## [SOURCE PASSAGE]
"""
Households of third generation landowners were purposefully razed to the ground, causing residents to flee for fear of their lives. According to eyewitnesses, eighty houses in Ungima, two houses in Yokolama and four houses in Kulapi had been torched within the first 2 days of the operation. By April 30, community reports put that number at close to 600.

According to the Akali Tange Association, a human rights organization in Porgera, none of the residents were given time to gather any of their possessions. Anyone who spoke up was reportedly physically attacked by the security forces and some were arrested.

Increasing numbers of people are reporting injuries, as are those who are being detained. Although the landowners received no formal warning that they were to see their houses destroyed – according to the ATA – Barrick Gold had demanded that the land be cleared of local villagers, some of whom are small scale artisanal miners eking out a living beside the mine.
"""
## [Records from a data collection]
"""
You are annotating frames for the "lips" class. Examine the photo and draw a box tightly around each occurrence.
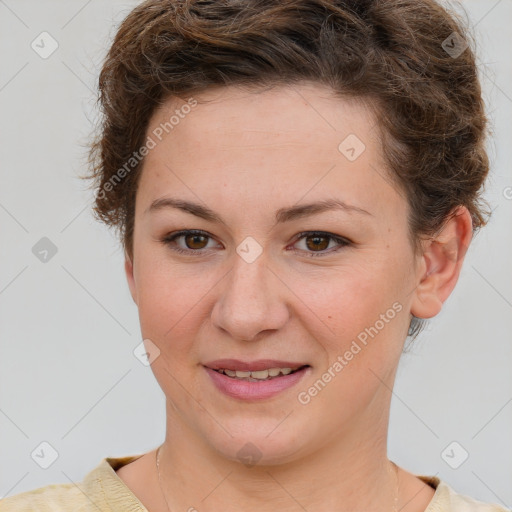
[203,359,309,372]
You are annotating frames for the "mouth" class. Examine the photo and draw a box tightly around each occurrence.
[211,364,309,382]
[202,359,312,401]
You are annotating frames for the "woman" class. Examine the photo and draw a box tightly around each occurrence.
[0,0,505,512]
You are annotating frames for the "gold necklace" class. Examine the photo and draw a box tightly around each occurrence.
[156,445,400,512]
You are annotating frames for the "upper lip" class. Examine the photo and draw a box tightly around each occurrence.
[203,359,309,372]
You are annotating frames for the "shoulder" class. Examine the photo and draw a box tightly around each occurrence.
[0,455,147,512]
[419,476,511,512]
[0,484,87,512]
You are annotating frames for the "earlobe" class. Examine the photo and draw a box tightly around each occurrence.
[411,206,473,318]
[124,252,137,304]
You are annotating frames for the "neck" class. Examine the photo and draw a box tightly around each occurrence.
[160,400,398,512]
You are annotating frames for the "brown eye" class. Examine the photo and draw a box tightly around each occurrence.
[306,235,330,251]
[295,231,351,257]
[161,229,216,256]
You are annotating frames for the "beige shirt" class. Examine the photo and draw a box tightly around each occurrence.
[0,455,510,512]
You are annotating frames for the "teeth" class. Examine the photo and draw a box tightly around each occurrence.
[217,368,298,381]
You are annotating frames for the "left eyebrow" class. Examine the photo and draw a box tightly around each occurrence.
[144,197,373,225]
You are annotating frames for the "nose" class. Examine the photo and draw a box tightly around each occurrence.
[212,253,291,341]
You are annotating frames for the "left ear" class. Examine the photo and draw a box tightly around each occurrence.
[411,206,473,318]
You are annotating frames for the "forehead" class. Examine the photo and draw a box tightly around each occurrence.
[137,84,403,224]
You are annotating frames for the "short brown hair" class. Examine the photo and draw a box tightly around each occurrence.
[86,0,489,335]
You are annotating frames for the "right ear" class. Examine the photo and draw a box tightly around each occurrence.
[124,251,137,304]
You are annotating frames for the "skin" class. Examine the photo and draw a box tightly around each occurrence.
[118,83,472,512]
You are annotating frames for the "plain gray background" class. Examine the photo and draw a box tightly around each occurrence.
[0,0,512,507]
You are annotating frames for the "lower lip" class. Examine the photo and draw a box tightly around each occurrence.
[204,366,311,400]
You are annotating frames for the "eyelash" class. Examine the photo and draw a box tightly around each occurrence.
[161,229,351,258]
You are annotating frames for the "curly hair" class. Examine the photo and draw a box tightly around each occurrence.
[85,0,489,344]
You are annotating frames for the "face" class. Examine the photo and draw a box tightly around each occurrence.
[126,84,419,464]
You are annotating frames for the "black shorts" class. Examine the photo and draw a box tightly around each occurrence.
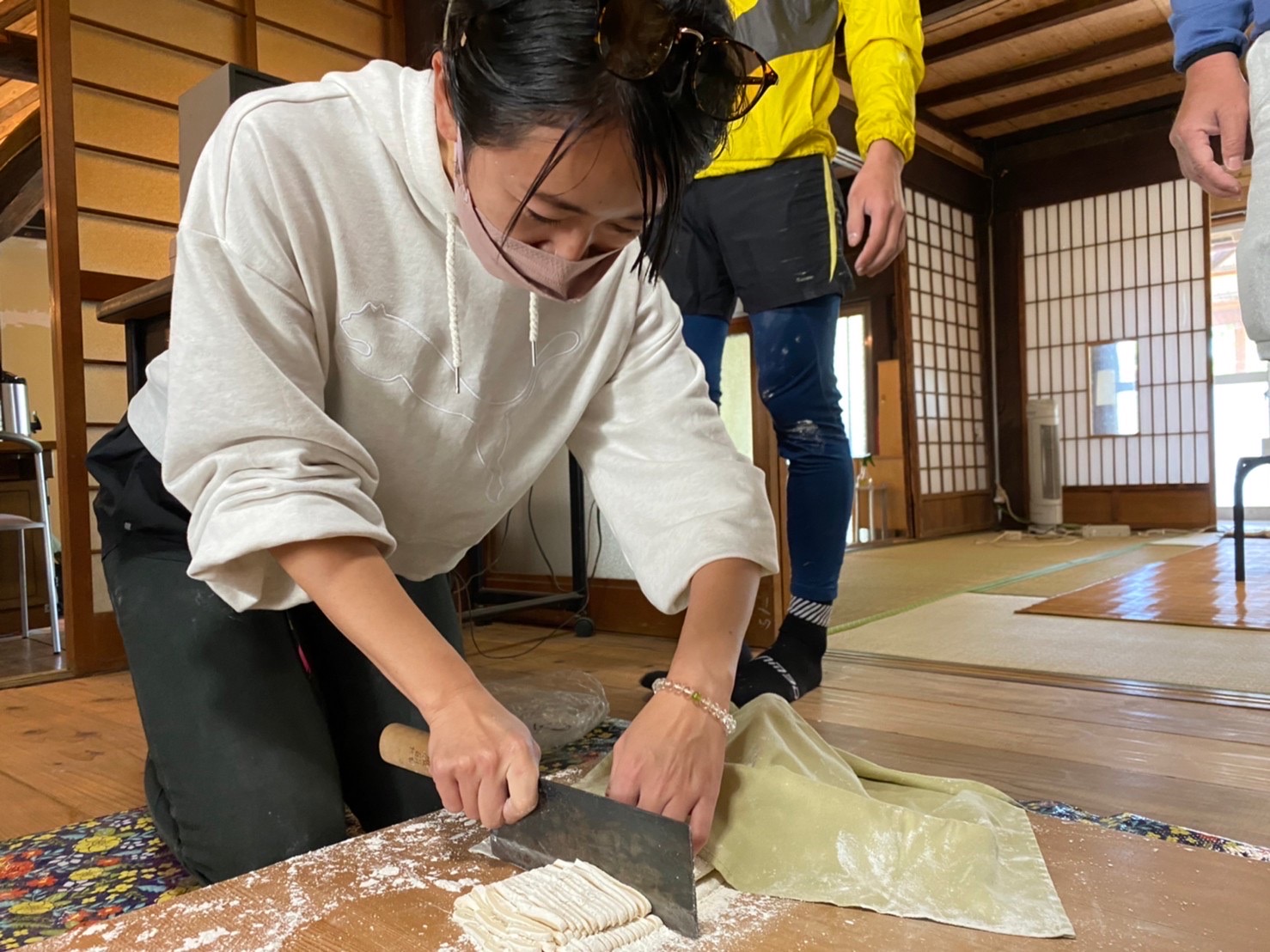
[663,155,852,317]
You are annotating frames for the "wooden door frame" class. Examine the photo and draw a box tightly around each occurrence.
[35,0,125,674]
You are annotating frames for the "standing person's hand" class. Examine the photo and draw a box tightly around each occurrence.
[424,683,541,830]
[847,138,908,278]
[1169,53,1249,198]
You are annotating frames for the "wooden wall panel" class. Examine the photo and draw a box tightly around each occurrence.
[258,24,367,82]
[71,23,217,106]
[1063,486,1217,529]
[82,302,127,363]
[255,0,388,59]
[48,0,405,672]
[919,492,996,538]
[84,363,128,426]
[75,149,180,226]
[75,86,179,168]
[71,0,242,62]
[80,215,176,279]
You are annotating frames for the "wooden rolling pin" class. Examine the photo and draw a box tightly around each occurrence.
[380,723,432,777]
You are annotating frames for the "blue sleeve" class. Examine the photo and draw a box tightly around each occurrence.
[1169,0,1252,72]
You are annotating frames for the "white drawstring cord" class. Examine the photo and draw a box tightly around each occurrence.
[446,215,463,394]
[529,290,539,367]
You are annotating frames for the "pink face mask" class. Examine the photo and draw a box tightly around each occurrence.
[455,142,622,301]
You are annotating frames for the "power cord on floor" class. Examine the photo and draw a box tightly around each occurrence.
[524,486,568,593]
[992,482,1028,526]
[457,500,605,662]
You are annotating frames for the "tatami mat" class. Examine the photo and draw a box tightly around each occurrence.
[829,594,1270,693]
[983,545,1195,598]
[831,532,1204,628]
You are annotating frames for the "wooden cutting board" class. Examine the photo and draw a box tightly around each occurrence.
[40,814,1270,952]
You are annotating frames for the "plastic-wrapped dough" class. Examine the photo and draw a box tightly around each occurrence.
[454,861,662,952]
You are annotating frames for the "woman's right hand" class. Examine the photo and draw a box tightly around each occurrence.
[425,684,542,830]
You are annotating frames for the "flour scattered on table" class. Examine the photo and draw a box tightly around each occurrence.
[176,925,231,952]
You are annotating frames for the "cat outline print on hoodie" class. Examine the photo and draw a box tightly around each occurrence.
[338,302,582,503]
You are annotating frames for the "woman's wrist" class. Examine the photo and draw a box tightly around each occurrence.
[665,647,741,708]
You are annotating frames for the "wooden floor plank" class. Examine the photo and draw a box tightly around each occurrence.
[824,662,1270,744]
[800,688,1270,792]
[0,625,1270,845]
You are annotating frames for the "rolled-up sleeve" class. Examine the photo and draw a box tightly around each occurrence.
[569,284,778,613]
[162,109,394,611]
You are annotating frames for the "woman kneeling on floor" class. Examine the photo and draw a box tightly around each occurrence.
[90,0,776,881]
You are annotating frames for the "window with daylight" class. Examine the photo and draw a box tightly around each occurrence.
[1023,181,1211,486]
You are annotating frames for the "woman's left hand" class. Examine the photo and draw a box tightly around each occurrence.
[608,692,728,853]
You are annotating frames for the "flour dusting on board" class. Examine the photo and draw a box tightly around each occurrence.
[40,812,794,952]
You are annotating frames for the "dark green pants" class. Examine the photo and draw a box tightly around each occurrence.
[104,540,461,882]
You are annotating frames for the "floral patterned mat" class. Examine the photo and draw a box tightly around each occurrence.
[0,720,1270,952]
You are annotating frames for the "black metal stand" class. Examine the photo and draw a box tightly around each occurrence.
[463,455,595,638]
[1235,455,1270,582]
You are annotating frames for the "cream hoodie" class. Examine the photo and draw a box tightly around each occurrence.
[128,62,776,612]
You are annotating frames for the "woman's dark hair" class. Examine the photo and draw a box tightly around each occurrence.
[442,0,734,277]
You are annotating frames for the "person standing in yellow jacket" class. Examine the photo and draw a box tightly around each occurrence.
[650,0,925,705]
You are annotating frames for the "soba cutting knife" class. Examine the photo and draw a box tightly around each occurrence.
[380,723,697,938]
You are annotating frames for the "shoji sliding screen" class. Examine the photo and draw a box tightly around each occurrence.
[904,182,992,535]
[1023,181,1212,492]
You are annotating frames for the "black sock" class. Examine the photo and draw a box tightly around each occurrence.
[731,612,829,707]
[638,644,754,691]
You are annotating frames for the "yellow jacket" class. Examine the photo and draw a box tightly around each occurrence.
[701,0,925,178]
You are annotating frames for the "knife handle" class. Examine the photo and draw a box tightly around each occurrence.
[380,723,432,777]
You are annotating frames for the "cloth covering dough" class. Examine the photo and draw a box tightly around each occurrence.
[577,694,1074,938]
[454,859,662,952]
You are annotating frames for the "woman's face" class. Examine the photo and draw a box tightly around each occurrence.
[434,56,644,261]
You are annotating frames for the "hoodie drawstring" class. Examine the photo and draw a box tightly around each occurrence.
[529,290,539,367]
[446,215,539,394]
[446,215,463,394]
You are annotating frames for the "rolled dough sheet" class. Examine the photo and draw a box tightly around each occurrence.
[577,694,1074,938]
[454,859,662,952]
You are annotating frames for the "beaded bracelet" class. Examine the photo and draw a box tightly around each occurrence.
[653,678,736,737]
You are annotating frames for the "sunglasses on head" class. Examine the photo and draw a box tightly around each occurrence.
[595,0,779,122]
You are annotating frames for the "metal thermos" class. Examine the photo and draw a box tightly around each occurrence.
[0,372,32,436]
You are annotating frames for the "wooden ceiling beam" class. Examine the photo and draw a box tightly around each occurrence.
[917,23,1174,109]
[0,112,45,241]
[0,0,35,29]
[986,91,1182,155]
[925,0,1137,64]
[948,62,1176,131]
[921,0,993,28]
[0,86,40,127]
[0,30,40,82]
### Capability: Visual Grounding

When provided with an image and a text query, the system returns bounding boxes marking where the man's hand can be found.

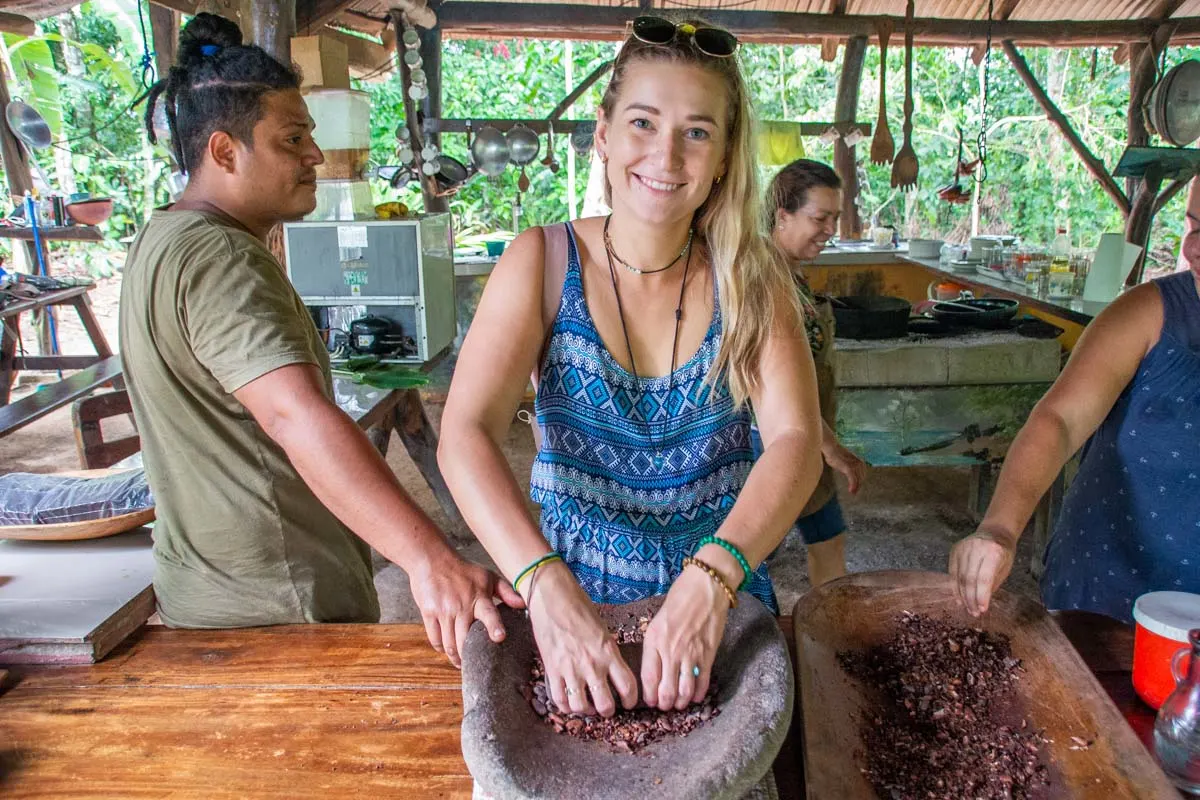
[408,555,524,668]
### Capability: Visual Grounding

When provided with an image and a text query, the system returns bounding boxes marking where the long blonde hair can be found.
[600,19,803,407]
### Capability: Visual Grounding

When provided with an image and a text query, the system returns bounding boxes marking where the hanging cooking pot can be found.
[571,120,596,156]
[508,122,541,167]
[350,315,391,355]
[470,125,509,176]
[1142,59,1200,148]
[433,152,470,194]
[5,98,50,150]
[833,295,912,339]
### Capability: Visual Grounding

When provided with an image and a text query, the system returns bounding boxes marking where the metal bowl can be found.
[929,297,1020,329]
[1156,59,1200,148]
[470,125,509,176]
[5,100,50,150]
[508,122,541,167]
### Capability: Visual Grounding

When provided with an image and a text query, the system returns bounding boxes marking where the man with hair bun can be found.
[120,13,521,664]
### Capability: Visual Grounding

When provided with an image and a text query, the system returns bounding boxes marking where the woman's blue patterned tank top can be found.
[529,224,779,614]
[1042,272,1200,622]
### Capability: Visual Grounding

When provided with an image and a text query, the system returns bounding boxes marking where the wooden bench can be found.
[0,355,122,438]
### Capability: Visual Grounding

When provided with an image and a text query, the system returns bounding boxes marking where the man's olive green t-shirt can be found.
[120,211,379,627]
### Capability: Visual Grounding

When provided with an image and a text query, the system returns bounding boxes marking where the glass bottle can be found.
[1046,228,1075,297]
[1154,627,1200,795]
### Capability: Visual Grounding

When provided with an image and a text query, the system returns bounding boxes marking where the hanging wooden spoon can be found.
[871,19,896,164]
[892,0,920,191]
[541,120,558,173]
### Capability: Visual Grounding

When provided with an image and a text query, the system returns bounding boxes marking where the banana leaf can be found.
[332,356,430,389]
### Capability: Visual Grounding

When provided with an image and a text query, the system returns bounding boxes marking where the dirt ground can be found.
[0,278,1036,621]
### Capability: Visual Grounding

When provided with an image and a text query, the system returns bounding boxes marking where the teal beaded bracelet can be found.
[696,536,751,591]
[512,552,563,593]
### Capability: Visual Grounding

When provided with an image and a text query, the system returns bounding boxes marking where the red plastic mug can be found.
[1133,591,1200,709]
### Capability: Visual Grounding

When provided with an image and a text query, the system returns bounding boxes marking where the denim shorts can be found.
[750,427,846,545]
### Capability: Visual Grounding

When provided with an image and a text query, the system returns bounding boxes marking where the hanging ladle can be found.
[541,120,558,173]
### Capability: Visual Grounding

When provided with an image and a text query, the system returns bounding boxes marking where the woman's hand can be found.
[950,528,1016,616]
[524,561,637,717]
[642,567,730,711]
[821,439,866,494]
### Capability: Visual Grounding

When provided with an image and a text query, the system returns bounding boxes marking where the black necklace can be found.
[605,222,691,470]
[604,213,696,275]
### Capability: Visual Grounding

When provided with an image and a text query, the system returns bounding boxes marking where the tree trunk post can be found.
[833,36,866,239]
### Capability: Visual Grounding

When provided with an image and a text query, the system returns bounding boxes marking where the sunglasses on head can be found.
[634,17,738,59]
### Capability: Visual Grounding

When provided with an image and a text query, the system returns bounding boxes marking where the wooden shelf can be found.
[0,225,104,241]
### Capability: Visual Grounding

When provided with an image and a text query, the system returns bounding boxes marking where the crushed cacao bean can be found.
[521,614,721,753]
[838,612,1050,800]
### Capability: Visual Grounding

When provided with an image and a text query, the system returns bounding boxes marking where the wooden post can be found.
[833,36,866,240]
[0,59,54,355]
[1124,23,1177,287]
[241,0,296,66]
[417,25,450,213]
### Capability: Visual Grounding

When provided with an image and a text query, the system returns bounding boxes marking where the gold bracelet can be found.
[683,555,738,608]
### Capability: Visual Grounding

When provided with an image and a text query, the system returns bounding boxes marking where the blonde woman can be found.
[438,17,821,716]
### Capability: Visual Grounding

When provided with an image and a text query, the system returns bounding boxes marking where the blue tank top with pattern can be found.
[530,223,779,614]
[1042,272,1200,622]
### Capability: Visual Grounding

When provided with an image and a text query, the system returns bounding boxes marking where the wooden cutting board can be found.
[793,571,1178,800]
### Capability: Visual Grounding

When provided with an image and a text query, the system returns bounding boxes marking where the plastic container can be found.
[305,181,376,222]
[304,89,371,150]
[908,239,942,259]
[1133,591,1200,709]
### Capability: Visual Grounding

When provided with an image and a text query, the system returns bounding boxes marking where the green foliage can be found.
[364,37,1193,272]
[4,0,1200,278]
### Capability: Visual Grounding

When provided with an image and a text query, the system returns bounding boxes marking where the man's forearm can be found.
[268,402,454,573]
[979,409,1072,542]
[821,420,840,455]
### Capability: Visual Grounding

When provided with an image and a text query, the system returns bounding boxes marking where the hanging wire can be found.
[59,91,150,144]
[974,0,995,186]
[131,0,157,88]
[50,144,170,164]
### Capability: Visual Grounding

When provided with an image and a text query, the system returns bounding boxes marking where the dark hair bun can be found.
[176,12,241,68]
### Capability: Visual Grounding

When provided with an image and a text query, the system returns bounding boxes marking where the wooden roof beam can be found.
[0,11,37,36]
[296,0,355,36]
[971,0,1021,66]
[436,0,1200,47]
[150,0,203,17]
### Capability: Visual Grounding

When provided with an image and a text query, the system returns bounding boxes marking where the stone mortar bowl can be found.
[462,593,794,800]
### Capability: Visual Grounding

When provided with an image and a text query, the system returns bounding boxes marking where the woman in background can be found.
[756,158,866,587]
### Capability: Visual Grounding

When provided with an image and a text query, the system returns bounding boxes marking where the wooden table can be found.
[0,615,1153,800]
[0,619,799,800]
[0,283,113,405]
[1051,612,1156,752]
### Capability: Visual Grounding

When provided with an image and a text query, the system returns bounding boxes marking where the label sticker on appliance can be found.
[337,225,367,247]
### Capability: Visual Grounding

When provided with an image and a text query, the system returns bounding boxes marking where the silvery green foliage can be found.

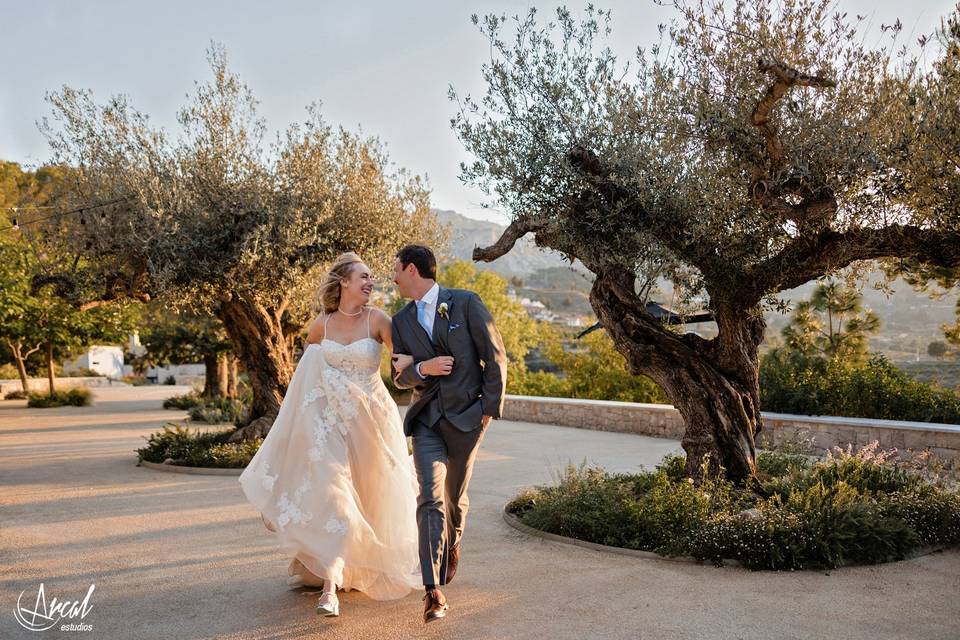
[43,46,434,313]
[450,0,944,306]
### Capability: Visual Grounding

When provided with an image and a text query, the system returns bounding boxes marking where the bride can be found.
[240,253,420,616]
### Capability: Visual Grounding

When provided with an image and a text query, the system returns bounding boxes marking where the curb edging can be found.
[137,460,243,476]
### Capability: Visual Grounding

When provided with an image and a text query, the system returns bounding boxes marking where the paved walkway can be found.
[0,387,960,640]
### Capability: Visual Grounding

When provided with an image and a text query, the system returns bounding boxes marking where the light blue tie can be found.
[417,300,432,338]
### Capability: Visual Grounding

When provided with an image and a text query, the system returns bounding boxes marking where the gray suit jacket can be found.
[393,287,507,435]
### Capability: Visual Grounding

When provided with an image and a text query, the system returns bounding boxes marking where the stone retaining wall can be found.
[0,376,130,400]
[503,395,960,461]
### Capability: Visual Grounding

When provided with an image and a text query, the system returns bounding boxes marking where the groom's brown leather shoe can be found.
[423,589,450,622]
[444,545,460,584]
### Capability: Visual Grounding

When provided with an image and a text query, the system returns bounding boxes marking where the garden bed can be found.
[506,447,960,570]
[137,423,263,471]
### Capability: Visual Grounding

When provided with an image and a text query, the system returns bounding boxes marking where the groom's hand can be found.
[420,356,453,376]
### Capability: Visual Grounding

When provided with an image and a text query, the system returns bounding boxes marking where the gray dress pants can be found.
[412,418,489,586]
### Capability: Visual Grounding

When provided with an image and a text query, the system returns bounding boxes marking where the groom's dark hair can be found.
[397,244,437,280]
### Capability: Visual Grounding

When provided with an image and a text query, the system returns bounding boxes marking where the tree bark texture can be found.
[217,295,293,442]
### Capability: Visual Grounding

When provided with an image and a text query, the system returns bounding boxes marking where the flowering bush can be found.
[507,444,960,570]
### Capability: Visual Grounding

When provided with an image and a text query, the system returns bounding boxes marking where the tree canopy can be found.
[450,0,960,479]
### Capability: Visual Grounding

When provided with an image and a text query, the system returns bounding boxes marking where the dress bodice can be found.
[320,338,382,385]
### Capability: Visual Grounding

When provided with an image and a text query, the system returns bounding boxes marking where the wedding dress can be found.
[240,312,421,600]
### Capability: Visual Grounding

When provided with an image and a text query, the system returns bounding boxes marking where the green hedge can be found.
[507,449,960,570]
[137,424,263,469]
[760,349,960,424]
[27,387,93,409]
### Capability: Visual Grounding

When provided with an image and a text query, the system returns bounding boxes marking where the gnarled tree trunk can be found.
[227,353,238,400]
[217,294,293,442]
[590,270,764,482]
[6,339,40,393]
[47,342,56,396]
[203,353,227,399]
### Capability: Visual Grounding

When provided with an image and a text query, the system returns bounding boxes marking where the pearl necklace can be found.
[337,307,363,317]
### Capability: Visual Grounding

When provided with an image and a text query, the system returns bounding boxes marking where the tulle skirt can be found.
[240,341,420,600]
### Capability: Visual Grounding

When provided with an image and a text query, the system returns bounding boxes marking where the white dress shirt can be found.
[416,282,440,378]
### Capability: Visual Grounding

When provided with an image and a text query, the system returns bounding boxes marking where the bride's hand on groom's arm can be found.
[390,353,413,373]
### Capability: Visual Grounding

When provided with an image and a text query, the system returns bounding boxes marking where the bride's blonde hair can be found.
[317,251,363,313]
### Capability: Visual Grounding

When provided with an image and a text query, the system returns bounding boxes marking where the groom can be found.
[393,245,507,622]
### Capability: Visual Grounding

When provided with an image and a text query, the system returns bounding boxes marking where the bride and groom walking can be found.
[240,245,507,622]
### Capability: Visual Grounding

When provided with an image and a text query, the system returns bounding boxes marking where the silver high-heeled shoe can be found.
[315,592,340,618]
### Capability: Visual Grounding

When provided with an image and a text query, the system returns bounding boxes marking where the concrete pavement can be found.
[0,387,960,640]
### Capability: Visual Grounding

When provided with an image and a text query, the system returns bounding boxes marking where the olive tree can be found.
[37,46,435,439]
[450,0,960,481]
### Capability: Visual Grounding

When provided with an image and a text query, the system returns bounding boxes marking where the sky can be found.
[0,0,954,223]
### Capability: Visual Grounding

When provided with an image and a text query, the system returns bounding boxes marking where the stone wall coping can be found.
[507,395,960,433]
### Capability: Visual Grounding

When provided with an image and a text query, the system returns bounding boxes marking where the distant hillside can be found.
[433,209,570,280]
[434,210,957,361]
"""
## [PROBLEMS TO SOLVE]
**1)** According to the text about the Porgera house burnings, how many houses in Ungima were torched within the first 2 days of the operation?
**2)** Continue the text about the Porgera house burnings, starting right after its final sentence.
These data are separate from the text about the Porgera house burnings.

## [RESPONSES TO THE TASKS]
**1)** Eighty houses.

**2)**
Barrick Gold’s personnel claim the land owners are ‘illegal’ and last week, issued a memorandum calling on them to stop their subsistence activities and leave their homelands. The chief landowner, Nixon Mangape, recently alerted their local Member of Parliament as well as media outlets about the impending threats from the mining company. To date, there has been no acknowledgement that villagers have been demanding compensation from Barrick if the confiscation of their land was to move forward, given their resulting loss of livelihood, possessions and ancestral territory. Now, these communities are suffering from brutal attacks by security agents and faced with the situation that their homes – with all their possessions – have been burned to the ground, in clear violation of national and international legal precedents.

Jethro Tulin, Executive Officer of ATA traveled to Canada this week – along with other international affected communities – to tell shareholders at Barrick Gold's annual general meeting about the on-going human rights crisis in Porgera. As Mr. Tulin traveled to Canada to attend Barrick's AGM, the Papua New Guinea government sent 200 heavily armed troops to the Porgera area. He has since been receiving regular updates about landowner's houses being searched for incriminating materials and burnt to the ground.

"Barrick Gold and the Government of Papua New Guinea must immediately start to address the catastrophic problem in Porgera pro-actively rather than over reacting with high level security installations and branding it as a law and order problem. Calling a State of Emergency is not the right method to fix these extensive and irreversible damages, the ordinary people are already victims of what as gone wrong."

Last year the Norwegian Pension Fund divested $230 million CAD from Barrick Gold for ethical concerns related to the Porgera Mine.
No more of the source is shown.